### WHAT IS REQUIRED
Put the lines of the records below into a numbered list, beginning at the line that contains "of the blurred" and continuing through the final line of the records. Omit any blank lines.

### MATERIAL SUPPLIED
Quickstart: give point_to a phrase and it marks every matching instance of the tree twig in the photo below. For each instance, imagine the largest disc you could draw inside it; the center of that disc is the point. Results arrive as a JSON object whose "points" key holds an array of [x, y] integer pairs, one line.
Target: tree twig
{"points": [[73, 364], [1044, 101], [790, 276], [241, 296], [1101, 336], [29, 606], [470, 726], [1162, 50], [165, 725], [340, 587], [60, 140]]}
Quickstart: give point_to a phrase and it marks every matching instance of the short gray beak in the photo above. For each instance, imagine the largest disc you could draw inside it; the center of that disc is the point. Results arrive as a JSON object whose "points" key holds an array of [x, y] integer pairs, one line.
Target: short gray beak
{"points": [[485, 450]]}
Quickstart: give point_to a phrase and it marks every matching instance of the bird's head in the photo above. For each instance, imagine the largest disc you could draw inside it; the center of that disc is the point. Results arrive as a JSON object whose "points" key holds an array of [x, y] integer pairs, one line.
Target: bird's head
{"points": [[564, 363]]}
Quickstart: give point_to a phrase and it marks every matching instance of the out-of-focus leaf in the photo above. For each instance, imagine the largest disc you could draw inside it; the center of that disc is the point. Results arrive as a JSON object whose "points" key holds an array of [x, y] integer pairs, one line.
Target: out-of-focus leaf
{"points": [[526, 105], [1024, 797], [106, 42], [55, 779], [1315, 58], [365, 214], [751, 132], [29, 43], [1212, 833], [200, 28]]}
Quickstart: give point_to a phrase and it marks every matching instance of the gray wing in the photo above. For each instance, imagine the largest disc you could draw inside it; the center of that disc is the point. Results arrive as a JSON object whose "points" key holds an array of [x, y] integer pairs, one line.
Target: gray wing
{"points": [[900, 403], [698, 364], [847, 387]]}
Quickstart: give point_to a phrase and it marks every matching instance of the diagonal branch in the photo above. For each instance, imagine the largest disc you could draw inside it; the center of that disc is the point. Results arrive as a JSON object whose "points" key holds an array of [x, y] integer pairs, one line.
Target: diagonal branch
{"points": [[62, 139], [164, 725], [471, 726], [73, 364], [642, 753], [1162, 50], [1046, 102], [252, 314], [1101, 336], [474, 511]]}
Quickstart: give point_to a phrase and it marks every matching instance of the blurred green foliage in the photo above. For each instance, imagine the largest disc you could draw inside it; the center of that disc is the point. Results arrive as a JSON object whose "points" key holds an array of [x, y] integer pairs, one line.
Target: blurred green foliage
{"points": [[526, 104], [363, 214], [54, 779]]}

### CORRECT RESULT
1. Quickstart: give point_to a phrase and it marks every matching instance of the blurred green foliage in the photo above. For each instance, imagine the largest disc you could draw inside it; the center of that disc is the point. Results arrive as a JSON object whose "points" key holds an array of [x, y] integer pairs, one line.
2. Target: blurred green foliage
3. {"points": [[526, 104], [363, 214], [54, 779]]}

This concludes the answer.